**TASK STATEMENT:** Please render the stretch of the listing below, from the line containing "One keypoint belongs on each instance. Indicate the rocky" through the end of the listing, as a two-column CSV with the headers text and coordinates. Give one row per "Indicate" sentence with its coordinates, putting each value in a single quoted field and turning any line breaks into spaces.
— START RECORD EXTRACTS —
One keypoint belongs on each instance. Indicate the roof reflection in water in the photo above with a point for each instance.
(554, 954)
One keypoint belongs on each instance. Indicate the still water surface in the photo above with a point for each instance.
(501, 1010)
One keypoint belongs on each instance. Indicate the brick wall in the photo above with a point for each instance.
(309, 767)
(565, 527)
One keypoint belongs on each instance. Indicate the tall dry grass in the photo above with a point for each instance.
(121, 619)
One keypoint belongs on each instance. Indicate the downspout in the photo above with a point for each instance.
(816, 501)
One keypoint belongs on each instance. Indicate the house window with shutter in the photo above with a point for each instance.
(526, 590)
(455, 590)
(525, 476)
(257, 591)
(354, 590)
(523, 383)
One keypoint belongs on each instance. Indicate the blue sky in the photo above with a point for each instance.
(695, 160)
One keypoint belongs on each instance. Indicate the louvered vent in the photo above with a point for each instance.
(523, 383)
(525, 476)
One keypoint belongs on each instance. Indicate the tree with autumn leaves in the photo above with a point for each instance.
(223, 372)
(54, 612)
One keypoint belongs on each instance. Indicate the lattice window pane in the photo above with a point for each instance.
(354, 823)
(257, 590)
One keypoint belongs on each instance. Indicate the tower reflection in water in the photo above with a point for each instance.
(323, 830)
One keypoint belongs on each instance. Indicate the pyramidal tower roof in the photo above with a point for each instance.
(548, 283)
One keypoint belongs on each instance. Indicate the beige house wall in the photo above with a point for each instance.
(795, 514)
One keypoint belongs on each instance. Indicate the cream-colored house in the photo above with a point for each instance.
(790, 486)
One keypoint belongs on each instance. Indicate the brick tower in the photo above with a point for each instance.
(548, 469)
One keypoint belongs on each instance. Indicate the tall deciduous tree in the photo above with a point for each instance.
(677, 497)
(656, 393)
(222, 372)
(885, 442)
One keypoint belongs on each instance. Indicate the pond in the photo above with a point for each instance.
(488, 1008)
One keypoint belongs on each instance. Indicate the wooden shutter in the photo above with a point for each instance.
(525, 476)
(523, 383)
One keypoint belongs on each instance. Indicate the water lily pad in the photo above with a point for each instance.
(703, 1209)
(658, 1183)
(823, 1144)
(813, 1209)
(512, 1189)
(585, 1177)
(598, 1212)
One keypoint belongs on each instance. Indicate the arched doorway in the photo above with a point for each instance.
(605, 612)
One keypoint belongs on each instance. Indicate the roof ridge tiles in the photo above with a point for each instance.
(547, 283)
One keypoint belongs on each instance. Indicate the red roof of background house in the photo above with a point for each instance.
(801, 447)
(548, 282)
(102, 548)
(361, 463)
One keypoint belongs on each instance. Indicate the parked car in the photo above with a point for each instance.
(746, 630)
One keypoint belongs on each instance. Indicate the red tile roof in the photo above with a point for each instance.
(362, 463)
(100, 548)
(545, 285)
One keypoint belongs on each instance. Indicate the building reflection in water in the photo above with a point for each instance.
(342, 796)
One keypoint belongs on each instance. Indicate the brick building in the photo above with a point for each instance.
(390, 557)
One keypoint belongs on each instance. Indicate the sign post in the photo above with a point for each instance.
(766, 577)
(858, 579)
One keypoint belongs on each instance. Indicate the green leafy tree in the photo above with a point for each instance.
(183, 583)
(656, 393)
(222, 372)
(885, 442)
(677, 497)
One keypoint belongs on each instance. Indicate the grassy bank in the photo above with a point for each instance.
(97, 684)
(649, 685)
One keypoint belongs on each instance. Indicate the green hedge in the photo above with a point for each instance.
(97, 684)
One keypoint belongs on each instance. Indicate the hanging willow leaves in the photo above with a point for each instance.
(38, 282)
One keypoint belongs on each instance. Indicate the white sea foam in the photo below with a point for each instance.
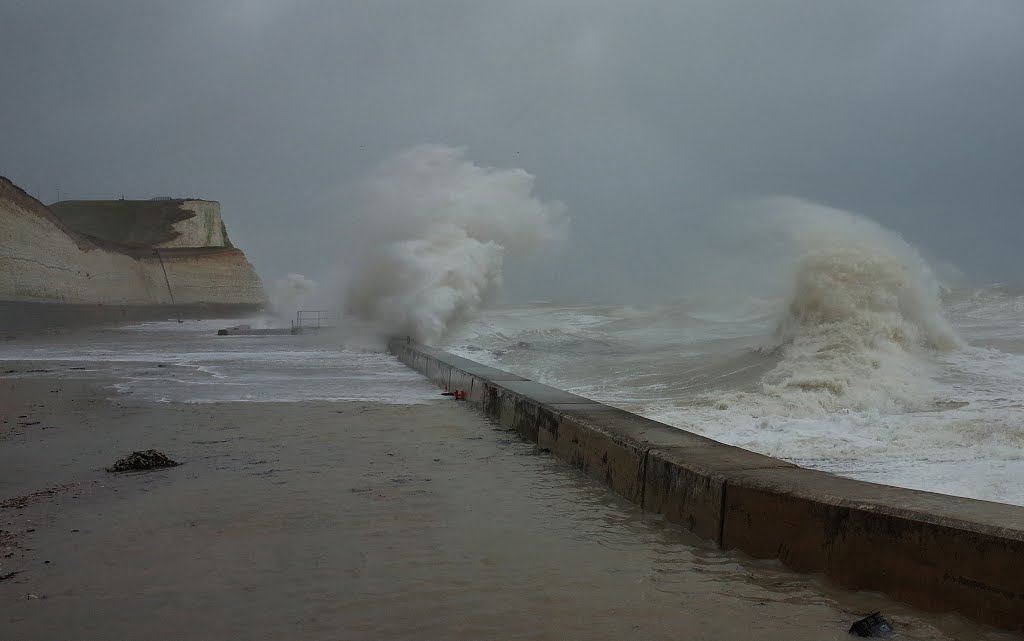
(860, 323)
(440, 228)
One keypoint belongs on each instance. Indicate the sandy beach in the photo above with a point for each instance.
(351, 520)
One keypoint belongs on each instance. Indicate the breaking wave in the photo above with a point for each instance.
(442, 228)
(860, 323)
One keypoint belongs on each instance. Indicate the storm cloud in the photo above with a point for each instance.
(646, 119)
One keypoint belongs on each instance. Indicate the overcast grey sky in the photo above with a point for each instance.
(645, 117)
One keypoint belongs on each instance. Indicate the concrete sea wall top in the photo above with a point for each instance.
(936, 552)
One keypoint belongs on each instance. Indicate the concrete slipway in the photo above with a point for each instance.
(936, 552)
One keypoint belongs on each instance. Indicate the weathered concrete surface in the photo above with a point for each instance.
(937, 552)
(44, 260)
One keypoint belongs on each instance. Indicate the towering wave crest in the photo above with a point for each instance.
(860, 322)
(291, 293)
(439, 228)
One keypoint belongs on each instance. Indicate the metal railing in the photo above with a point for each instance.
(314, 318)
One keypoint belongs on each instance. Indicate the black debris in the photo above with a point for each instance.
(871, 626)
(142, 461)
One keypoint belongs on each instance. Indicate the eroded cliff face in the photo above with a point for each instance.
(42, 258)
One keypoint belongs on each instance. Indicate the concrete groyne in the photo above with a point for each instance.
(936, 552)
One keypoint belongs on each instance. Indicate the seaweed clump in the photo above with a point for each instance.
(147, 460)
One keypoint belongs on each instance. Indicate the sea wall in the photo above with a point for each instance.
(44, 260)
(936, 552)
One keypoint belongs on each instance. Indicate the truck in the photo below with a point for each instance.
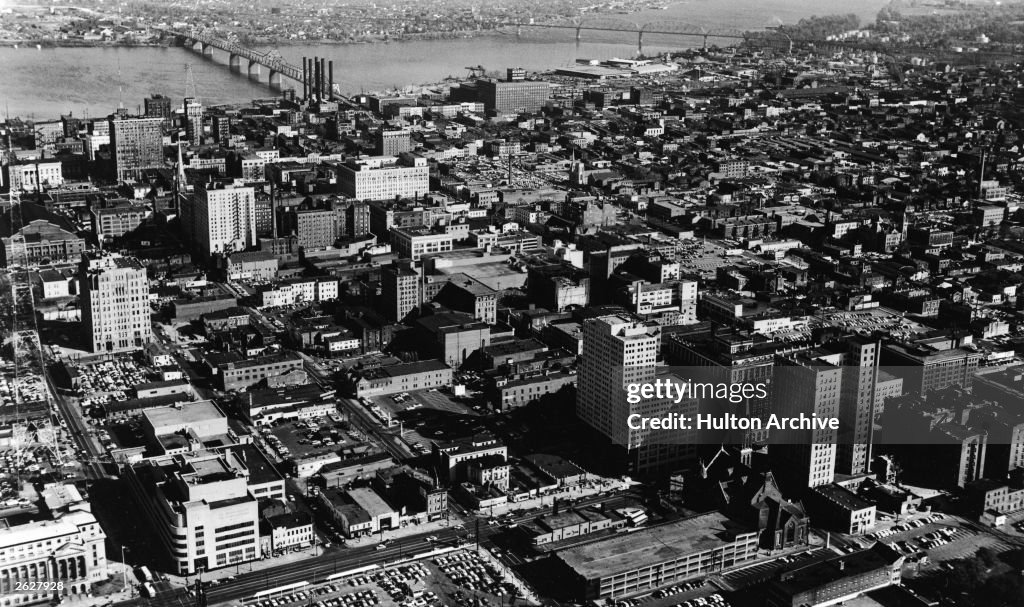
(143, 573)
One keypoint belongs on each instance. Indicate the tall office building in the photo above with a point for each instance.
(115, 302)
(356, 220)
(383, 178)
(393, 141)
(224, 217)
(194, 121)
(314, 228)
(856, 408)
(399, 290)
(733, 358)
(512, 96)
(222, 131)
(202, 508)
(137, 143)
(617, 351)
(807, 383)
(158, 106)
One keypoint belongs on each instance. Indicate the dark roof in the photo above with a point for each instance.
(33, 212)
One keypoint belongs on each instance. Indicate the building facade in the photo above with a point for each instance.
(115, 302)
(224, 217)
(136, 143)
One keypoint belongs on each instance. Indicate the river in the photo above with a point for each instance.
(89, 82)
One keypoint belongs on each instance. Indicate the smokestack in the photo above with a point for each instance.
(316, 78)
(305, 79)
(330, 80)
(323, 78)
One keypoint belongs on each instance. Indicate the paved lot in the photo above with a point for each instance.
(427, 416)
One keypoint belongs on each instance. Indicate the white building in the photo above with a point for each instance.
(616, 351)
(224, 217)
(414, 243)
(202, 508)
(30, 176)
(383, 178)
(115, 302)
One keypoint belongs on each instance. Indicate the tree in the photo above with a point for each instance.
(987, 556)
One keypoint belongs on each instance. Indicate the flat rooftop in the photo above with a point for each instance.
(182, 415)
(651, 547)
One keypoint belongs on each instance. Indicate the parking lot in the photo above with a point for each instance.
(428, 416)
(459, 579)
(110, 381)
(941, 537)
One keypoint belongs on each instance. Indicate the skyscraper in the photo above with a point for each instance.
(137, 143)
(158, 106)
(856, 408)
(224, 217)
(807, 383)
(194, 121)
(400, 291)
(393, 141)
(617, 351)
(518, 95)
(115, 302)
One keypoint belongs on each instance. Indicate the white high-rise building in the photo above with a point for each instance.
(809, 384)
(224, 217)
(194, 121)
(115, 302)
(617, 351)
(384, 177)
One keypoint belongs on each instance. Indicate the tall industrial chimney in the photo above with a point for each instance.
(330, 80)
(305, 79)
(316, 78)
(323, 79)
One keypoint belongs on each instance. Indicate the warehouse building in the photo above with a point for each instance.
(630, 563)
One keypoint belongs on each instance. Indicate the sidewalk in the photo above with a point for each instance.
(257, 565)
(525, 592)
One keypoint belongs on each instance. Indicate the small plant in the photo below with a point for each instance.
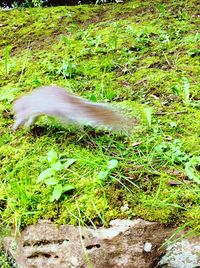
(112, 164)
(191, 169)
(67, 69)
(148, 115)
(183, 91)
(7, 59)
(50, 176)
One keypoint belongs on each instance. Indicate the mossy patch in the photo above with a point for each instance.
(143, 58)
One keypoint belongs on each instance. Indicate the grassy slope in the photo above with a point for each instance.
(138, 55)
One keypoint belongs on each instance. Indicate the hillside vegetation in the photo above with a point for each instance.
(141, 56)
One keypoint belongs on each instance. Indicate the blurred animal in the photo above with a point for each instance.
(57, 102)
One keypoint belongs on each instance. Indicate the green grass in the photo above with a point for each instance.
(142, 57)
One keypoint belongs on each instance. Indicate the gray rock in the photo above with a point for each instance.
(182, 254)
(126, 244)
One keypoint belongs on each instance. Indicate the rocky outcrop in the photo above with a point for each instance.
(126, 244)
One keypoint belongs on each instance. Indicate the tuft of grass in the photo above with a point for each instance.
(140, 56)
— END RECORD EXTRACTS —
**EXPECTED OUTPUT:**
text,coordinates
"One keypoint belongs on each instance. Indicate the rocky outcrop in the photo above with a point for each instance.","(126, 244)"
"One keypoint belongs on each instance. Indicate the tuft of grass in the photo above with a point for each instance.","(140, 56)"